* [Aim of the task] Report how many lines of the data below contain the string "pickup", with uppercase and lowercase letters treated as distinct. Give only the number.

— start —

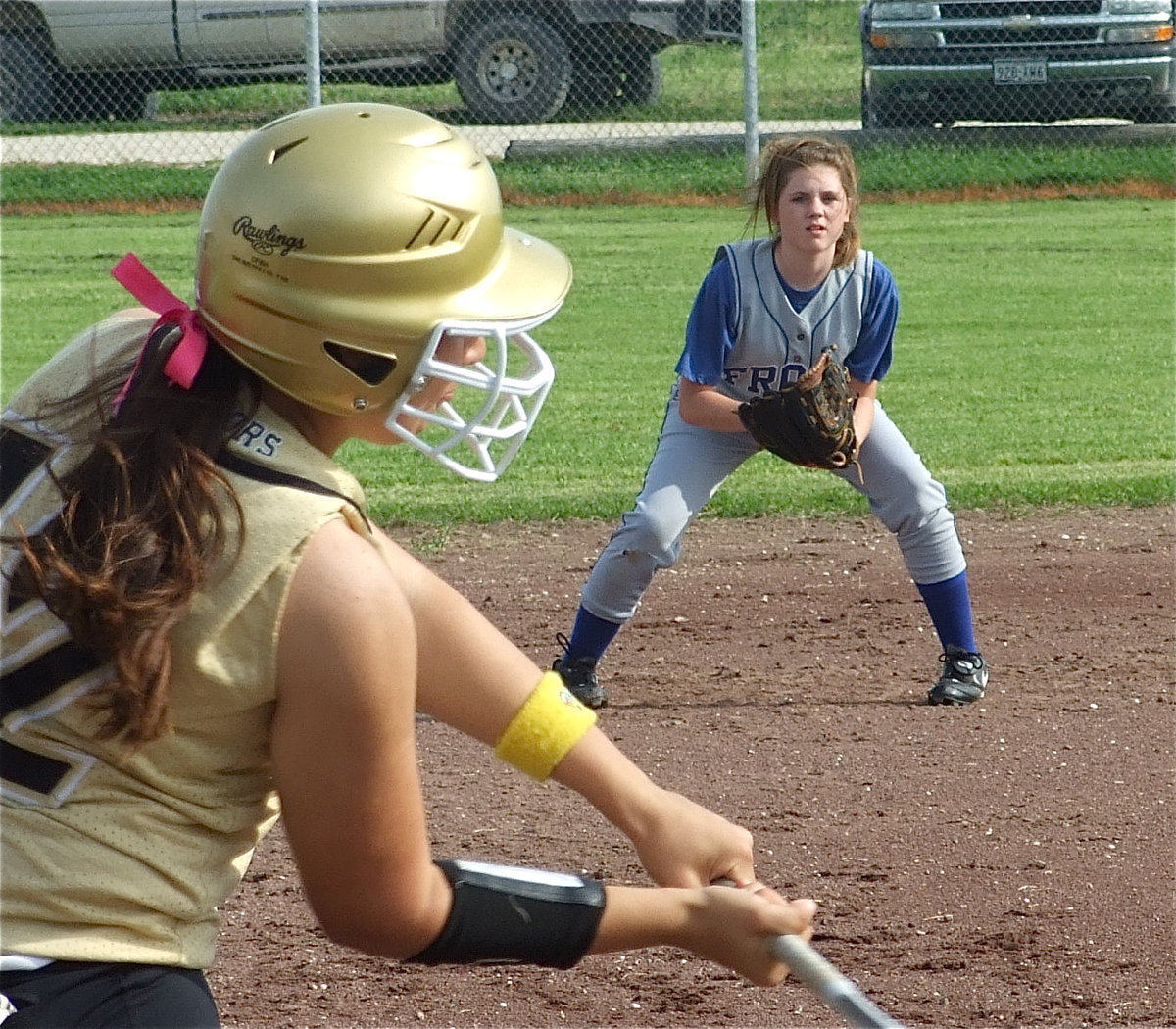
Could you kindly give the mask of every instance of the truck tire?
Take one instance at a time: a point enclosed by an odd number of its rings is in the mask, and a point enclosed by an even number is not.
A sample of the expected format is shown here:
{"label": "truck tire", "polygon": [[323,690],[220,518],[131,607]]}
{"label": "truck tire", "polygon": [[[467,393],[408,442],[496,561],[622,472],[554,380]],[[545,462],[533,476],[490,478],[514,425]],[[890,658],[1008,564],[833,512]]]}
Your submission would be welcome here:
{"label": "truck tire", "polygon": [[48,121],[56,82],[48,55],[29,36],[0,33],[0,118]]}
{"label": "truck tire", "polygon": [[142,76],[66,74],[58,82],[56,116],[65,121],[143,121],[149,95]]}
{"label": "truck tire", "polygon": [[469,113],[481,121],[550,121],[572,89],[572,54],[546,21],[510,12],[474,26],[461,40],[453,76]]}

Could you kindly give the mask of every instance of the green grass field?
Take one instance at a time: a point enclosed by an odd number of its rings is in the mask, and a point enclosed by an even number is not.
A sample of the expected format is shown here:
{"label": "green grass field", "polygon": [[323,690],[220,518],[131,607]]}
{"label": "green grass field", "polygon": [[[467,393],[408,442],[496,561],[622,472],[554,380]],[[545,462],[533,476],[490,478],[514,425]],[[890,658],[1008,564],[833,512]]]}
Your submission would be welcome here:
{"label": "green grass field", "polygon": [[[196,215],[8,216],[2,390],[74,332],[129,306],[138,253],[191,299]],[[640,487],[686,316],[730,207],[513,207],[576,281],[540,330],[555,388],[502,481],[472,488],[408,448],[342,452],[383,522],[615,517]],[[887,409],[954,505],[1151,505],[1176,496],[1174,206],[1141,199],[874,203],[864,238],[902,318]],[[760,455],[710,514],[864,512],[831,476]]]}

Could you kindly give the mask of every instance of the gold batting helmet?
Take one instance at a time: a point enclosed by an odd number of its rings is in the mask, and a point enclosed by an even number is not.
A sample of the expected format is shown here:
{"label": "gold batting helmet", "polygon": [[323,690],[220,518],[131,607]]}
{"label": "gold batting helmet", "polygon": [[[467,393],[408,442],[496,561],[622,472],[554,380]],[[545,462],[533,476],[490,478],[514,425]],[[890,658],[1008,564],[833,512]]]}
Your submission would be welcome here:
{"label": "gold batting helmet", "polygon": [[[250,133],[200,218],[196,308],[222,346],[310,407],[388,409],[390,429],[472,479],[497,477],[529,432],[554,372],[528,330],[570,285],[559,249],[503,225],[482,154],[385,103],[308,108]],[[447,333],[485,336],[486,360],[435,360]],[[480,394],[473,413],[415,412],[426,377]],[[440,442],[402,430],[403,412]]]}

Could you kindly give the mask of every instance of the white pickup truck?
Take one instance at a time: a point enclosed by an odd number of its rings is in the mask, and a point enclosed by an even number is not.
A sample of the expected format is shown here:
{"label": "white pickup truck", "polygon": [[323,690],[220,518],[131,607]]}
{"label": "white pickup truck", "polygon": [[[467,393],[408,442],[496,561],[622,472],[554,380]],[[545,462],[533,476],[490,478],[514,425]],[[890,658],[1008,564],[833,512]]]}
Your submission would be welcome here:
{"label": "white pickup truck", "polygon": [[0,0],[0,118],[141,118],[149,93],[306,75],[454,81],[470,116],[648,102],[657,53],[737,40],[739,0]]}

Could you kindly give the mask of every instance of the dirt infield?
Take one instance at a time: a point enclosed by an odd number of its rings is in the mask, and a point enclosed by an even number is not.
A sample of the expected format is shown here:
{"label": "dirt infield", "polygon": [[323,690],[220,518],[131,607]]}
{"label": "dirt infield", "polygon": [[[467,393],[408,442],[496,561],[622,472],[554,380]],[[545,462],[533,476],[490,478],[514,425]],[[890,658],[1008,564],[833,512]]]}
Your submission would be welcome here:
{"label": "dirt infield", "polygon": [[[993,666],[921,701],[938,649],[871,520],[701,520],[602,677],[606,730],[755,833],[761,878],[821,902],[817,947],[911,1027],[1176,1025],[1176,509],[958,517]],[[405,541],[536,661],[602,522]],[[436,851],[646,882],[627,842],[420,722]],[[228,1027],[840,1025],[802,987],[671,949],[569,973],[429,970],[327,943],[280,829],[226,906]]]}

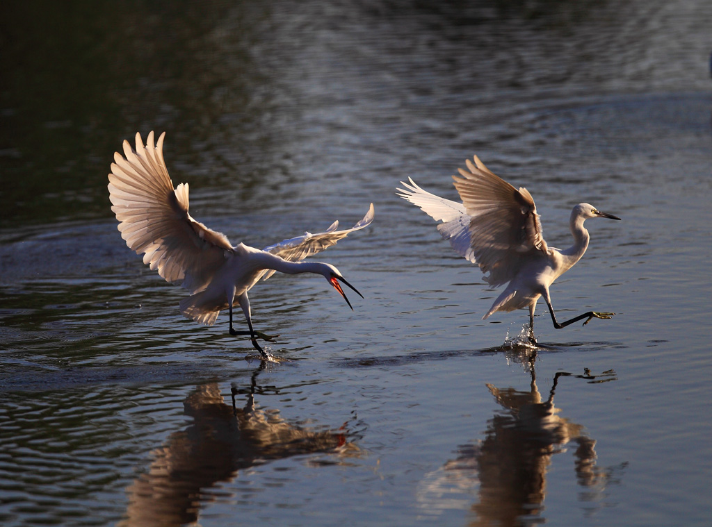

— end —

* [Task result] 4